=== Prompt ===
Write out every entry word for word.

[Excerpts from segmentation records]
□ □ □ □ □
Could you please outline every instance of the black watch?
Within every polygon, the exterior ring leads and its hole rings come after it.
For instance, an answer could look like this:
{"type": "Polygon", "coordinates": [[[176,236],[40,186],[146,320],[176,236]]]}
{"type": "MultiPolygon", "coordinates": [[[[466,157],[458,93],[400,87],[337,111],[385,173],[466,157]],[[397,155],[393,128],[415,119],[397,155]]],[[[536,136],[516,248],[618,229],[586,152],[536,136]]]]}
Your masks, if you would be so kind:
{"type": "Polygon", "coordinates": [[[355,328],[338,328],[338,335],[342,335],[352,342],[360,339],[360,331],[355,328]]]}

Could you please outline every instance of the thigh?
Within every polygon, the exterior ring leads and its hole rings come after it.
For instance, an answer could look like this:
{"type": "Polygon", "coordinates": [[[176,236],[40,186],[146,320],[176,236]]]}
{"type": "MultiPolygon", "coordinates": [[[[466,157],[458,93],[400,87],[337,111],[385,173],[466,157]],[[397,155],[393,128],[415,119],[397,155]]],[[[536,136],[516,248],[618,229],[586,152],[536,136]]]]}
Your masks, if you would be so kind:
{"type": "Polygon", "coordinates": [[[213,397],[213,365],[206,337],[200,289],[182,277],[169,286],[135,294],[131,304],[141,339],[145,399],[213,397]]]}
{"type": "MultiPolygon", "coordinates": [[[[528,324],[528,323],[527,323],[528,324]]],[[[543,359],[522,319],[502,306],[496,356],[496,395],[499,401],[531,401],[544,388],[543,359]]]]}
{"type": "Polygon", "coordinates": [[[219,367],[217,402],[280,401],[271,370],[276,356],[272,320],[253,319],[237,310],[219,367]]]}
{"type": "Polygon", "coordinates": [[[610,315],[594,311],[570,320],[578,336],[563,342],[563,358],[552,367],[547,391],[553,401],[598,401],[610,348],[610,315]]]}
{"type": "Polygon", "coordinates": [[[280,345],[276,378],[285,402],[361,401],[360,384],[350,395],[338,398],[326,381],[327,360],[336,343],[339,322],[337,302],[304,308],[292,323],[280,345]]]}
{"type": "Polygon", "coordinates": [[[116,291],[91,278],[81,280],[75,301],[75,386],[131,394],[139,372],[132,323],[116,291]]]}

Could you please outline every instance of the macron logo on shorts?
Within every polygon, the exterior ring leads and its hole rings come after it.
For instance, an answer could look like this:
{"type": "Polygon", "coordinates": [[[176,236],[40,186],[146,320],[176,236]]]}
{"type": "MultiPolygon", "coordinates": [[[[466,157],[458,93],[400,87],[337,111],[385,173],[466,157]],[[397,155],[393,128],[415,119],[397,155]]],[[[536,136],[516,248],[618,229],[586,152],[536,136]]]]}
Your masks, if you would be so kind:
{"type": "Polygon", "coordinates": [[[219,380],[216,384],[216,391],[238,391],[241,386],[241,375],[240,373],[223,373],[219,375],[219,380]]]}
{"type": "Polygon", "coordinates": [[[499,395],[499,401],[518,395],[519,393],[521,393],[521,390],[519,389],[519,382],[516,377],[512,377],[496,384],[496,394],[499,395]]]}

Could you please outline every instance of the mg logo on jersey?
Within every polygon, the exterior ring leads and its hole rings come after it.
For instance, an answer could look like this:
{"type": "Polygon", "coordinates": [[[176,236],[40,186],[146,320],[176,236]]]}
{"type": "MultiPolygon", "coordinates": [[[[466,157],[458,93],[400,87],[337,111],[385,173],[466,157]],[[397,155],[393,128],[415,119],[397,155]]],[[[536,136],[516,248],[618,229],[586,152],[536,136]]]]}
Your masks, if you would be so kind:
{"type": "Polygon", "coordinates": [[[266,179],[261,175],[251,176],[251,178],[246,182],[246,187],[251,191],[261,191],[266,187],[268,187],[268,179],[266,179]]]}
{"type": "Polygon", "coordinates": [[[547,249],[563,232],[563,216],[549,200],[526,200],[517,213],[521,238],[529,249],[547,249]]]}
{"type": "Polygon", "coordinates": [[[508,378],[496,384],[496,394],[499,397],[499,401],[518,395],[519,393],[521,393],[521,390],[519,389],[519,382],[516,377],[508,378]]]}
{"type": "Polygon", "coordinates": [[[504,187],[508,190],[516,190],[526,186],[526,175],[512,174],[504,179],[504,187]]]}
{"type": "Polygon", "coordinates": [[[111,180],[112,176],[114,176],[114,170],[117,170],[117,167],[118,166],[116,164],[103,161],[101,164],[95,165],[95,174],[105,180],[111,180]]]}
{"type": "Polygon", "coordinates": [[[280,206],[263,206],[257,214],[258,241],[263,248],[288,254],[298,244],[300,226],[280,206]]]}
□ □ □ □ □
=== Solution to the problem ===
Could you please outline every instance of the black watch?
Within every polygon, the exterior ring leads and its hole rings come after it.
For instance, an answer could look like this:
{"type": "Polygon", "coordinates": [[[176,236],[40,186],[146,320],[176,236]]]}
{"type": "MultiPolygon", "coordinates": [[[[466,157],[458,93],[400,87],[337,111],[385,173],[466,157]],[[397,155],[393,128],[415,119],[397,155]]],[[[536,136],[516,248],[618,229],[586,152],[536,136]]]]}
Your masks, if you would be so kind:
{"type": "Polygon", "coordinates": [[[355,328],[338,328],[338,335],[342,335],[352,342],[360,339],[360,331],[355,328]]]}

Could you please outline every instance of the thigh?
Within every polygon, the exterior ring leads and its hole rings come after it.
For instance, an answer could look like this:
{"type": "Polygon", "coordinates": [[[176,236],[40,186],[146,320],[176,236]]]}
{"type": "MultiPolygon", "coordinates": [[[[466,157],[458,93],[400,87],[337,111],[385,173],[466,157]],[[397,155],[393,128],[415,119],[397,155]]],[[[536,136],[516,248],[618,229],[586,152],[536,136]]]]}
Your masks, if you would be so kind:
{"type": "Polygon", "coordinates": [[[213,397],[213,365],[206,337],[200,289],[182,277],[169,286],[135,294],[131,304],[141,339],[145,399],[213,397]]]}
{"type": "MultiPolygon", "coordinates": [[[[528,324],[528,323],[527,323],[528,324]]],[[[543,359],[522,319],[502,306],[496,356],[496,395],[499,401],[531,401],[544,388],[543,359]]]]}
{"type": "Polygon", "coordinates": [[[219,367],[217,402],[280,401],[271,370],[276,356],[272,320],[253,319],[237,310],[219,367]]]}
{"type": "Polygon", "coordinates": [[[610,315],[594,311],[570,320],[578,336],[563,342],[563,358],[552,367],[547,391],[553,401],[598,401],[610,348],[610,315]]]}
{"type": "Polygon", "coordinates": [[[280,345],[276,378],[285,402],[361,401],[360,384],[350,395],[338,398],[326,381],[327,360],[336,343],[339,322],[337,302],[304,308],[292,323],[280,345]]]}
{"type": "Polygon", "coordinates": [[[116,291],[91,278],[81,280],[75,301],[75,386],[131,394],[139,372],[132,323],[116,291]]]}

Could you please outline every instance of the macron logo on shorts?
Within every polygon, the exterior ring leads and its hole rings come after it.
For instance, an answer could look like this:
{"type": "Polygon", "coordinates": [[[176,236],[40,186],[146,320],[176,236]]]}
{"type": "MultiPolygon", "coordinates": [[[[466,157],[458,93],[400,87],[337,111],[385,173],[466,157]],[[397,155],[393,128],[415,119],[397,155]]],[[[536,136],[516,248],[618,229],[586,152],[536,136]]]]}
Your masks, if you would be so kind:
{"type": "Polygon", "coordinates": [[[219,380],[216,384],[216,391],[238,391],[241,386],[241,375],[240,373],[223,373],[219,375],[219,380]]]}
{"type": "Polygon", "coordinates": [[[499,395],[499,401],[518,395],[519,393],[521,393],[521,390],[519,389],[519,382],[516,377],[512,377],[496,384],[496,394],[499,395]]]}

Could you please outline every instance of the mg logo on jersey?
Within every polygon, the exterior ring leads and its hole rings come after it.
For instance, an answer could look like this:
{"type": "Polygon", "coordinates": [[[176,236],[40,186],[146,320],[176,236]]]}
{"type": "MultiPolygon", "coordinates": [[[[466,157],[458,93],[400,87],[337,111],[385,173],[466,157]],[[397,155],[393,128],[415,119],[397,155]]],[[[536,136],[516,248],[618,229],[586,152],[536,136]]]]}
Your masks, if you would be so kind:
{"type": "Polygon", "coordinates": [[[266,179],[261,175],[251,176],[251,178],[246,182],[246,187],[251,191],[261,191],[266,187],[268,187],[268,179],[266,179]]]}
{"type": "Polygon", "coordinates": [[[547,249],[563,232],[563,216],[549,200],[526,200],[517,213],[521,238],[529,249],[547,249]]]}
{"type": "Polygon", "coordinates": [[[508,378],[496,384],[496,394],[499,397],[499,401],[518,395],[519,393],[521,393],[521,390],[519,389],[519,382],[516,377],[508,378]]]}
{"type": "Polygon", "coordinates": [[[504,187],[508,190],[516,190],[526,186],[526,175],[512,174],[504,179],[504,187]]]}
{"type": "Polygon", "coordinates": [[[111,180],[112,176],[114,176],[114,170],[117,170],[117,167],[118,166],[116,164],[103,161],[101,164],[95,165],[95,174],[105,180],[111,180]]]}
{"type": "Polygon", "coordinates": [[[280,206],[263,206],[257,214],[258,241],[263,248],[288,254],[298,244],[300,226],[280,206]]]}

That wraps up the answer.